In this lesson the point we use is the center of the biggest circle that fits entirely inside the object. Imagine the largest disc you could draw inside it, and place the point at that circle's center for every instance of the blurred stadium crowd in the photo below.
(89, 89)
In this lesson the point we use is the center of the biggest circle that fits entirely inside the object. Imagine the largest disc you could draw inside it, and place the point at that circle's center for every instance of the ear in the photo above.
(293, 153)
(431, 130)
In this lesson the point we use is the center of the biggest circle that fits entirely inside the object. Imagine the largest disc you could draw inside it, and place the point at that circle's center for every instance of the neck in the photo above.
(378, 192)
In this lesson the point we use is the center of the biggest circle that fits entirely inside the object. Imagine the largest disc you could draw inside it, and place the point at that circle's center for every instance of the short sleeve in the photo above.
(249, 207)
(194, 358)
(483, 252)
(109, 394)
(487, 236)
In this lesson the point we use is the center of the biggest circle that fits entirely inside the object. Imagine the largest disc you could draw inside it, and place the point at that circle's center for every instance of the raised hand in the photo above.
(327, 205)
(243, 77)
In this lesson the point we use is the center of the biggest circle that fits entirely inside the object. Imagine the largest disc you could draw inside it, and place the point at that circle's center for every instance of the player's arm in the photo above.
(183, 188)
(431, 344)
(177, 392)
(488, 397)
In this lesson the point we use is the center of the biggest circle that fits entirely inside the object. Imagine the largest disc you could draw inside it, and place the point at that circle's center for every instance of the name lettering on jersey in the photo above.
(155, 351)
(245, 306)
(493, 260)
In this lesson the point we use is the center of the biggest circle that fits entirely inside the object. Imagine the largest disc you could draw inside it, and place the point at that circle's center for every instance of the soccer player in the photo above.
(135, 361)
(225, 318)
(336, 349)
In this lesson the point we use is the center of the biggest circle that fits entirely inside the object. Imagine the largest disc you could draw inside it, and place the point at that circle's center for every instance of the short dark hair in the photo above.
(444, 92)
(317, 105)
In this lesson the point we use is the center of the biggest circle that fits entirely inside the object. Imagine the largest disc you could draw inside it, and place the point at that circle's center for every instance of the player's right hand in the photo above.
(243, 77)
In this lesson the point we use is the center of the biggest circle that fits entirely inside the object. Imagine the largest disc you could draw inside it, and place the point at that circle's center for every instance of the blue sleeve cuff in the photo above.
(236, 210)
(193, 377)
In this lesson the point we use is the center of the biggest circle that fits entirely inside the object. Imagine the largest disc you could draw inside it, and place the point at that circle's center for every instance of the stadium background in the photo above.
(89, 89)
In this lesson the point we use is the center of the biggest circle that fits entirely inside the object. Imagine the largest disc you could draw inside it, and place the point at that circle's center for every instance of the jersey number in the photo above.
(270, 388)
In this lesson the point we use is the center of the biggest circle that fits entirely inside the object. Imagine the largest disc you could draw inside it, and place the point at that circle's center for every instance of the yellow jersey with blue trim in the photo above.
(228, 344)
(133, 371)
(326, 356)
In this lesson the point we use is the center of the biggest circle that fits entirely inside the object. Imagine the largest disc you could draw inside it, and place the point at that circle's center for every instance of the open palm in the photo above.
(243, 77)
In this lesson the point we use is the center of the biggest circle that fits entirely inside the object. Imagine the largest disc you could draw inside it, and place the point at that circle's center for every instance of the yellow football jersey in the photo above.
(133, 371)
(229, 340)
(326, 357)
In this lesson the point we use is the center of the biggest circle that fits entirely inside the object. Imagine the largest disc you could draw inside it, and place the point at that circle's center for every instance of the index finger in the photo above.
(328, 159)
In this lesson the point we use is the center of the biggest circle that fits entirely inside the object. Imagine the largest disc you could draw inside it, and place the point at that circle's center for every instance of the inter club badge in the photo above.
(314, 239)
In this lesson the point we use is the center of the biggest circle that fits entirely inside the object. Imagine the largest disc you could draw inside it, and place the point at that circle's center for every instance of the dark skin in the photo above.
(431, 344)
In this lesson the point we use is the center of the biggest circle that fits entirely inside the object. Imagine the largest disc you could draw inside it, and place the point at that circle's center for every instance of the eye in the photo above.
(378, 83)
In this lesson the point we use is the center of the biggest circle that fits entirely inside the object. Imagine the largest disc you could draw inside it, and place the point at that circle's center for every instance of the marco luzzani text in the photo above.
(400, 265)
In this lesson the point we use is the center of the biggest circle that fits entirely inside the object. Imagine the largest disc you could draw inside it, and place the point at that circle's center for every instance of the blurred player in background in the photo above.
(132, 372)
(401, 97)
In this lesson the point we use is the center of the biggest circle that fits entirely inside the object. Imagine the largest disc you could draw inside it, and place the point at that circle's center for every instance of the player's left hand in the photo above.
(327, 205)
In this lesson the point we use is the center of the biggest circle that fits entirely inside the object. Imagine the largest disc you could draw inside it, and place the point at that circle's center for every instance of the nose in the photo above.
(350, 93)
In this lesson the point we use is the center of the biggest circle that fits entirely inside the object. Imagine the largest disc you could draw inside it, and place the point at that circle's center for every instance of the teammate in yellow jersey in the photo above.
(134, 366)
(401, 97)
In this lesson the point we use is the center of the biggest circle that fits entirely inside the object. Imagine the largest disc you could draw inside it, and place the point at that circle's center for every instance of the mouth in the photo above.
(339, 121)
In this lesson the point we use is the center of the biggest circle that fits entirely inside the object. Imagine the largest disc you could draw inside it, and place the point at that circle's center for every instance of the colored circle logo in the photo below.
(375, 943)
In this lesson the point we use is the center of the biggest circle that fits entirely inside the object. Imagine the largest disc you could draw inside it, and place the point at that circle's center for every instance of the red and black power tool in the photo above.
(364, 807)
-----
» PROBLEM
The line containing "logo in the photo below." marks the start; retype it and each line after it through the end of the records above, exactly.

» TASK RESPONSE
In this lesson the point we use is the center of the biggest circle that fits entirely inside the object. Imagine the largest disc you could draw inside it, and place the point at that circle's center for every instance of the colored circle logo in the photo below.
(375, 943)
In this lesson the point we use is the center of the biggest circle that fits entirely inside the object. Imagine the largest disc you could draw inside it, and place the point at that circle's center for every instance of the red and black power tool in the photo above.
(364, 807)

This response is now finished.